▶ [The exercise]:
Extract the stretch of lines from the one containing "written like (188,105)." through the last line, repeating each without any change.

-- start Provided information --

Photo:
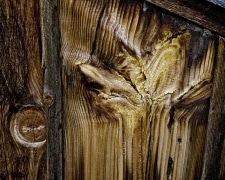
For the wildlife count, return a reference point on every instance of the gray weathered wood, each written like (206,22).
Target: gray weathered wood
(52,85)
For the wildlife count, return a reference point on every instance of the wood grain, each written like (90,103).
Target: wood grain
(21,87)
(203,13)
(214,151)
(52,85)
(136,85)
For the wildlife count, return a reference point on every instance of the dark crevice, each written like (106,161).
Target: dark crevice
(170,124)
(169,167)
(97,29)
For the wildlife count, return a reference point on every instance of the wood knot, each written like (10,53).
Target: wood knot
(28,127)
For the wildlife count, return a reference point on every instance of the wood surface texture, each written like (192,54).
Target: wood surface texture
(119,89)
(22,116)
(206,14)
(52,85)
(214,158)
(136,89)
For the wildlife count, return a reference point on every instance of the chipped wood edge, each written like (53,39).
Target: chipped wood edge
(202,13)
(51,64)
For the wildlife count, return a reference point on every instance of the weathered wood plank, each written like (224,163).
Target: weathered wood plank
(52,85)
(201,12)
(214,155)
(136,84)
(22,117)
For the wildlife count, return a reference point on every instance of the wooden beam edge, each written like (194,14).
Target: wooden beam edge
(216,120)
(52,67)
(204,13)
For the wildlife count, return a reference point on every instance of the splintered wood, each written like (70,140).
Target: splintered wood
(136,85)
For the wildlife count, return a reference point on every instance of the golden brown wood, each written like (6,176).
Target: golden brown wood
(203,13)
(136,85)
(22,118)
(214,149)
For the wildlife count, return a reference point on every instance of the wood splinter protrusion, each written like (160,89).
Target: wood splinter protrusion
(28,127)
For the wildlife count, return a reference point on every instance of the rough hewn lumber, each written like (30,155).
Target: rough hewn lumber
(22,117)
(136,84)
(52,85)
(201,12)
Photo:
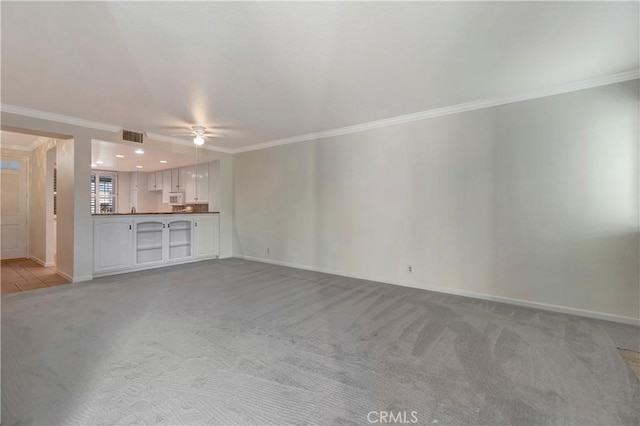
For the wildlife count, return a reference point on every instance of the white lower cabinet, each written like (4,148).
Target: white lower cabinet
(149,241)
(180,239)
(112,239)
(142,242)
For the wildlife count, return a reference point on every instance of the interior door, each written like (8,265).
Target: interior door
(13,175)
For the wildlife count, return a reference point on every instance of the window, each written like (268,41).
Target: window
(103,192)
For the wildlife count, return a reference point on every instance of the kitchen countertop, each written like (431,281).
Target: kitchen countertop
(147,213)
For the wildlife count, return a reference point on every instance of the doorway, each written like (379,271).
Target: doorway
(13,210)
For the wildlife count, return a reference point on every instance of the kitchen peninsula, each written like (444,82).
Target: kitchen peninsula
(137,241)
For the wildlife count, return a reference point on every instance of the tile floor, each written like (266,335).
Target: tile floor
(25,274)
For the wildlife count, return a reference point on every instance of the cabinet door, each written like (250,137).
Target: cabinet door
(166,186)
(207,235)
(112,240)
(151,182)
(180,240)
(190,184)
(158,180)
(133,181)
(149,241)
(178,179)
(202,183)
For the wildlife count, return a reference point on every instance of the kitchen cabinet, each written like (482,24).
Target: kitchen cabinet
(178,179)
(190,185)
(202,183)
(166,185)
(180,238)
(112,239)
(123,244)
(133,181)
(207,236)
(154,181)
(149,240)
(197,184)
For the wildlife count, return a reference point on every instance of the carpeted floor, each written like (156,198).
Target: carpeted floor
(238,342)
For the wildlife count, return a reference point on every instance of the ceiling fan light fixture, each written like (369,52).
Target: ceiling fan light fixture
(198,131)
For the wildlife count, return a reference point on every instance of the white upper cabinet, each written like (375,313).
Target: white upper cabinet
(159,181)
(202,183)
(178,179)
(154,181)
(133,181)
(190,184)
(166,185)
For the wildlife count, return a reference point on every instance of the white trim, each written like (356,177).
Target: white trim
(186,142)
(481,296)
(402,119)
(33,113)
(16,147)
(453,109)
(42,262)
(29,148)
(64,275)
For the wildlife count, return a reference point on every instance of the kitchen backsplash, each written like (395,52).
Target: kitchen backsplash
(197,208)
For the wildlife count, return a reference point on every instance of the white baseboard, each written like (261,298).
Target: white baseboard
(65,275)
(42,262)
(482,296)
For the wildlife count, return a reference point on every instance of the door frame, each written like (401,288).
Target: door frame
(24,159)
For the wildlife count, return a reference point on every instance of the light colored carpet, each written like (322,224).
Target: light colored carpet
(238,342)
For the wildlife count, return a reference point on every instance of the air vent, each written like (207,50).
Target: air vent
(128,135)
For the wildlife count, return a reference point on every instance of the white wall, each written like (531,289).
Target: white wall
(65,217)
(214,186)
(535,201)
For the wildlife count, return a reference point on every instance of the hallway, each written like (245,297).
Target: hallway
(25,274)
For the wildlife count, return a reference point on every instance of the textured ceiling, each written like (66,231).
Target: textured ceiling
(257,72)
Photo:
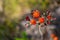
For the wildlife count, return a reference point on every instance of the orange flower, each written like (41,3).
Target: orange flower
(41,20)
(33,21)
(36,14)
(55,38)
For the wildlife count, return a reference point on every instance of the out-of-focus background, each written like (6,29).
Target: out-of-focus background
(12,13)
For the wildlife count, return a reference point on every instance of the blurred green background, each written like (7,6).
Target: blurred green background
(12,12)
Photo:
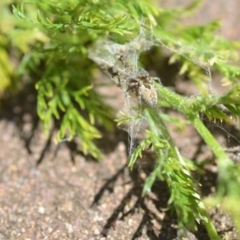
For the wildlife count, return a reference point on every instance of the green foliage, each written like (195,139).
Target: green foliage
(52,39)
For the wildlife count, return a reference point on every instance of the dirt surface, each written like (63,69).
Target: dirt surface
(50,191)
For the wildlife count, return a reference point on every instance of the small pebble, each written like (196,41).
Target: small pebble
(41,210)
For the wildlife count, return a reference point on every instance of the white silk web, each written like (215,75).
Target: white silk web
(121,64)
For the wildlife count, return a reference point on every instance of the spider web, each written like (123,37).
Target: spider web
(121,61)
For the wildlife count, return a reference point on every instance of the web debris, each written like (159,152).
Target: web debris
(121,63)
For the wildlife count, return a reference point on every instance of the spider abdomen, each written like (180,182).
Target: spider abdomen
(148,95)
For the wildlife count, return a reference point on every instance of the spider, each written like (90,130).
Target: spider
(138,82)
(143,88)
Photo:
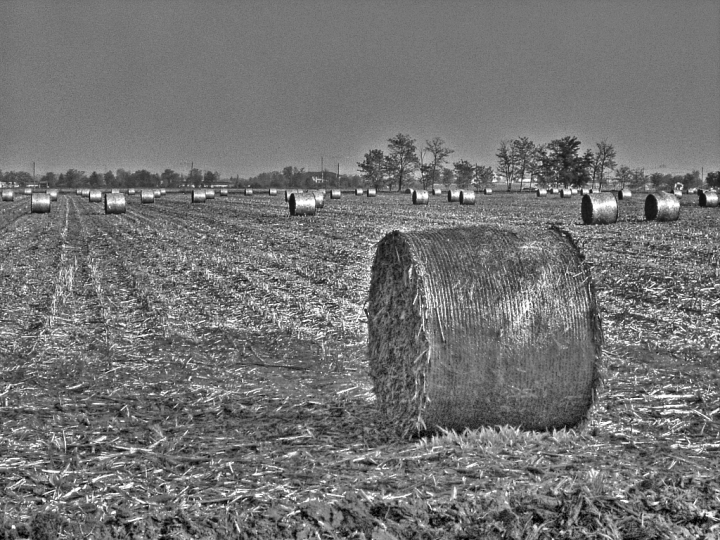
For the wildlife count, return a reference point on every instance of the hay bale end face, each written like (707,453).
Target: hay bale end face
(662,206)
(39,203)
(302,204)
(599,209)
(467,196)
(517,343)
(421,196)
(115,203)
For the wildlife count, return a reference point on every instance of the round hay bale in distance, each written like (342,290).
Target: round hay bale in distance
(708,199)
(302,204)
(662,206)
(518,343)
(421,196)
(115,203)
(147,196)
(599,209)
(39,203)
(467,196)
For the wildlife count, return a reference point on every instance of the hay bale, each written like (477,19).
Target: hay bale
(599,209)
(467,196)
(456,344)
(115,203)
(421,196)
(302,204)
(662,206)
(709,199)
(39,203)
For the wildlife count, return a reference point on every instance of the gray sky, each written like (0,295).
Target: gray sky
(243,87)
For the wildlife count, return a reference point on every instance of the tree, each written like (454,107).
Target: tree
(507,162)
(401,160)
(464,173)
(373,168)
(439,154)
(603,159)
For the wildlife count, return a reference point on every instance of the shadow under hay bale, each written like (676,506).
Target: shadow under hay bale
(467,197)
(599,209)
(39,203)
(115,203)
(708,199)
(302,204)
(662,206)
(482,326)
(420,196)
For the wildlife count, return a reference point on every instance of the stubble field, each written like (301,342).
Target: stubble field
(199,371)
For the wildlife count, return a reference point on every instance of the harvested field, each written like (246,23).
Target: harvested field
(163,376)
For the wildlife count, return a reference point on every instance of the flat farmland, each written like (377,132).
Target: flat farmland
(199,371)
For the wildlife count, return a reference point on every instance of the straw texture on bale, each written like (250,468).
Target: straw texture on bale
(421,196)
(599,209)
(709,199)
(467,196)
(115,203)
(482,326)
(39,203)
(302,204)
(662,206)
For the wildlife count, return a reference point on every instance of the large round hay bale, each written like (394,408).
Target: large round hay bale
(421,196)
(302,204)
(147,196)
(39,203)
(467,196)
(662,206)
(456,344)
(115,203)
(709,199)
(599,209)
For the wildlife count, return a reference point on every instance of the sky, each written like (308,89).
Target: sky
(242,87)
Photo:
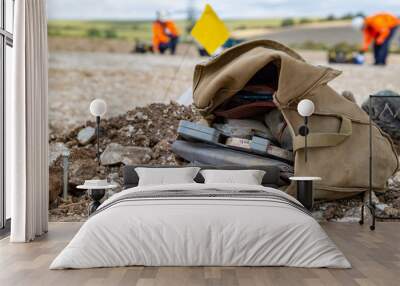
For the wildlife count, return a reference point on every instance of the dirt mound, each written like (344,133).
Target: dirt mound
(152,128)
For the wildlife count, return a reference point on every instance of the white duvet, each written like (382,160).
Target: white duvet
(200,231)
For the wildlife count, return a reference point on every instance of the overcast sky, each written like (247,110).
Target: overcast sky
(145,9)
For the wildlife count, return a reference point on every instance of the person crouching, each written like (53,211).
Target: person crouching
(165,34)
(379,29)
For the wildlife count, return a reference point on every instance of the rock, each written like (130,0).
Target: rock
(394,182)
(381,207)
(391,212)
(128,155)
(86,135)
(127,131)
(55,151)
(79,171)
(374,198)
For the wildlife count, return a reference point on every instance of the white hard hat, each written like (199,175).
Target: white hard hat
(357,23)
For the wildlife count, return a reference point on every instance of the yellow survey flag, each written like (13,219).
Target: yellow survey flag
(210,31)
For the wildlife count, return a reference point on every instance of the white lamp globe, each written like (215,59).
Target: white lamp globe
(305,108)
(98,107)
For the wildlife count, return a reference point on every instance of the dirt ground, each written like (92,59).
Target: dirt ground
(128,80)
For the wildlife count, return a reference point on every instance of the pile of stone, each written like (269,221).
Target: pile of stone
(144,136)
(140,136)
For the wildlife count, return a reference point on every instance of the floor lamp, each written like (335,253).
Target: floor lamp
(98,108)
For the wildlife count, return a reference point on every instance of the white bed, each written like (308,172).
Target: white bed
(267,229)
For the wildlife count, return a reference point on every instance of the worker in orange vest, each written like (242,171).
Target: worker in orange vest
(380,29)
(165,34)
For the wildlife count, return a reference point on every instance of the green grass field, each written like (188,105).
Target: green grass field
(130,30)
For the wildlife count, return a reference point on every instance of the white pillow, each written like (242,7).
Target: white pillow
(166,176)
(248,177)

-- end Provided information --

▶ [Written reply]:
For the wildlife count, return a reference point on every instance of the green grass field, each written like (188,105).
Target: green grass field
(130,30)
For the wildlife count, return a reference point on every instance of the white pillow, each written like (242,7).
Target: white pillow
(166,176)
(248,177)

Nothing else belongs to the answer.